## Begin Supplied records
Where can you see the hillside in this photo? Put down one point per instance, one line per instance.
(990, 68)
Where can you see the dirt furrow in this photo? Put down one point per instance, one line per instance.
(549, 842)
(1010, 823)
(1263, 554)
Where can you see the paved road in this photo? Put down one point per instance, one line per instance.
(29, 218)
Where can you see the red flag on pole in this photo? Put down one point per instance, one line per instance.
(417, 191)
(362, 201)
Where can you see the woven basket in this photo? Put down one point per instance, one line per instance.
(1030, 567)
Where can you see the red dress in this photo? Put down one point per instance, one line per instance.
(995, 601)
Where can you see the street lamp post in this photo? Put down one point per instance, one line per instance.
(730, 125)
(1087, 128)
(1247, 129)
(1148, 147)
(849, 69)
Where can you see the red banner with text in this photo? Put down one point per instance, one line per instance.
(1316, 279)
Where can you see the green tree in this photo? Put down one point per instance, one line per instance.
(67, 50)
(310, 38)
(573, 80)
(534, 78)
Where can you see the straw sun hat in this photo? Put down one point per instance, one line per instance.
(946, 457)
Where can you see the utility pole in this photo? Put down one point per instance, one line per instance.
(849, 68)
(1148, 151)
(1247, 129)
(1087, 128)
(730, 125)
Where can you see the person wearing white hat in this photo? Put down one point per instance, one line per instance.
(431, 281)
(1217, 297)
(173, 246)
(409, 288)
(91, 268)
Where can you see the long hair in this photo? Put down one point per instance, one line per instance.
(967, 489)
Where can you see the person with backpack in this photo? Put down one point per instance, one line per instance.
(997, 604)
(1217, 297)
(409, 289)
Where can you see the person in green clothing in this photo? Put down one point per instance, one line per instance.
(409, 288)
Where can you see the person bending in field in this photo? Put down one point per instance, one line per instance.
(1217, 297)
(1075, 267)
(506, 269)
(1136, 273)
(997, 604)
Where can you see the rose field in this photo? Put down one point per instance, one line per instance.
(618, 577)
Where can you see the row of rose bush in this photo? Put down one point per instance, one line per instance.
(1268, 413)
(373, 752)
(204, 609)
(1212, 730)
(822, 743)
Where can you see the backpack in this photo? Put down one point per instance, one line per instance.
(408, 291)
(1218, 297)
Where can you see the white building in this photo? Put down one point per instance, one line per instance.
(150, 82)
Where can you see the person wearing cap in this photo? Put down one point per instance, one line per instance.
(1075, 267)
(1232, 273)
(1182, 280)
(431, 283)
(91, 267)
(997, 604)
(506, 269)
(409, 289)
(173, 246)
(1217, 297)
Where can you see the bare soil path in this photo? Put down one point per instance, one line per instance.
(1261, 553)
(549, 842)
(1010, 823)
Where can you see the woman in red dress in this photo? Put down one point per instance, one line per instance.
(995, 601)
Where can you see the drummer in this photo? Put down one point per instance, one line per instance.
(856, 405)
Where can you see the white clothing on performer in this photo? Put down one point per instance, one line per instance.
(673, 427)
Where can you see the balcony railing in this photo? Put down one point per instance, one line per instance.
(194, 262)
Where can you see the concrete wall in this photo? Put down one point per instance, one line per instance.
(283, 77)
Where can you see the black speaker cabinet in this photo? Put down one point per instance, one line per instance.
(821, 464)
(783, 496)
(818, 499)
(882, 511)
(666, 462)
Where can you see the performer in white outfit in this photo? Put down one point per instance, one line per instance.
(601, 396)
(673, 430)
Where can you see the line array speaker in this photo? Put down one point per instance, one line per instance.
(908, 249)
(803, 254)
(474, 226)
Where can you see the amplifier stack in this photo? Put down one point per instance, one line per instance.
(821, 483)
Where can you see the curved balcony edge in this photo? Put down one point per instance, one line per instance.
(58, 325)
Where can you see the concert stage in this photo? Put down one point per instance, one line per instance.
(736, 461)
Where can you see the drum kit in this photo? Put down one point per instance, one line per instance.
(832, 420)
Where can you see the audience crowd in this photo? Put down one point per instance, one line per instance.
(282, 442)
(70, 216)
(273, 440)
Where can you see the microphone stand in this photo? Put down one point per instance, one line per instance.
## End Supplied records
- Aim of the exercise:
Rewrite these lines with "Put down" changed to "Place" wherever it occurs, leaving everything else as it is.

- Result below:
Where can you see the hillside in this photo? Place one point per instance, one line per instance.
(990, 68)
Where can you see the dirt furrow in this photo? Place one point per instance, one line per instance.
(549, 842)
(1010, 823)
(1263, 554)
Where can you see the paved road in this photo? Place one point per instance, one line per instance.
(29, 218)
Where can you see the red flag on pole in this photo? Place one point per instance, one line per instance.
(417, 191)
(362, 201)
Where can you see the woven basket in this photo? Place one point per instance, one line per instance.
(1030, 567)
Where can you see the red dress in this photo? Place one point per instance, one line per instance.
(995, 601)
Where can you see the street lamp post in this photo? Place one point per instance, one line per instance.
(730, 125)
(1087, 128)
(1247, 129)
(1148, 147)
(849, 69)
Where can you see the red banner with text in this photo? Place one point per instance, one line per instance.
(1316, 279)
Where can you see the green tree in this photo? Place one point per instance, one line per instance.
(67, 50)
(310, 38)
(573, 80)
(534, 78)
Where can you see the straw sun hat in this photo? Place one point per instance, one line per instance.
(946, 457)
Where can you see the utility pole in this photo? Place one point per instance, one line per instance.
(849, 68)
(1148, 151)
(1247, 129)
(1087, 128)
(730, 125)
Where can you see the person wearing white hat in this photo? Place one point per instance, one line per instance.
(431, 281)
(1217, 297)
(173, 246)
(409, 288)
(91, 268)
Where can you see the long hair in this photo? Place one point per instance, one line per instance.
(967, 489)
Where can you see the person with backpack in this photo? Place one point per instance, one line per instance.
(997, 604)
(1217, 297)
(409, 289)
Where can you see the person in green clothing in this photo? Place one point per instance, one line per instance.
(409, 288)
Where can you see the person bending in field in this photo? Place one point per instance, one line per instance.
(1217, 297)
(1075, 267)
(506, 269)
(1136, 273)
(997, 604)
Where can you see the rose field in this photo? Place one point per instance, one line per instance.
(618, 577)
Where can you see the row of rose bush in this photo? Place one point per instance, one line per instance.
(1268, 413)
(373, 752)
(204, 609)
(1212, 730)
(822, 743)
Where can you see the backpack in this photo? Place one point per instance, one line per instance.
(408, 291)
(1218, 297)
Where can you see the white building in this photo? Place one point per instance, one line per instance.
(150, 82)
Where can you see the person wearing cap in this photo? Place one point per instance, one line per instance.
(1075, 267)
(1232, 273)
(1182, 280)
(431, 283)
(91, 267)
(997, 604)
(506, 269)
(409, 289)
(173, 246)
(1217, 297)
Where can you see the bare soil path in this photo? Place one point per instance, one line per instance.
(1261, 553)
(549, 842)
(1010, 823)
Where can you see the woman in red dress in this photo? Place one point per instance, one line per instance.
(995, 601)
Where can you see the drummer in this photo? Place one point per instance, one line per instance.
(856, 405)
Where can you see the white clothing on performer in this photo? Place one point per instance, one line per instance.
(673, 427)
Where can you see the balcony railing in this photo? Place one point per instance, one line per instance.
(194, 262)
Where can you see the concrete wall in this photo? Place one point per instance, one line per instance.
(283, 77)
Where can you see the black speaker cabinet in this photo? Place one point per instance, one line per instance.
(821, 464)
(783, 496)
(818, 499)
(882, 511)
(666, 462)
Where can you see the performer in white outfit in this photo? Place one point per instance, one line per instance.
(601, 396)
(673, 430)
Where can you see the line array speaker in this photo? Place one point per instance, one line per instance.
(908, 249)
(803, 254)
(474, 226)
Where can you see the amplifier stack in this photo? Place one point per instance, one line per instance.
(821, 483)
Where can you see the curved balcony edge in this photo? Place one point per instance, one line per instance.
(58, 325)
Where can you see the concert stage in this photo? Place one point per instance, one line per instance.
(736, 461)
Where can you see the drum kit in this photo? Place one point per instance, one line per instance.
(832, 420)
Where can you see the audience crowd in this photo? Place one point per instance, one line per instance.
(282, 442)
(70, 216)
(273, 440)
Where can you see the microphone stand in this photo? Place one point per instance, one line per instance.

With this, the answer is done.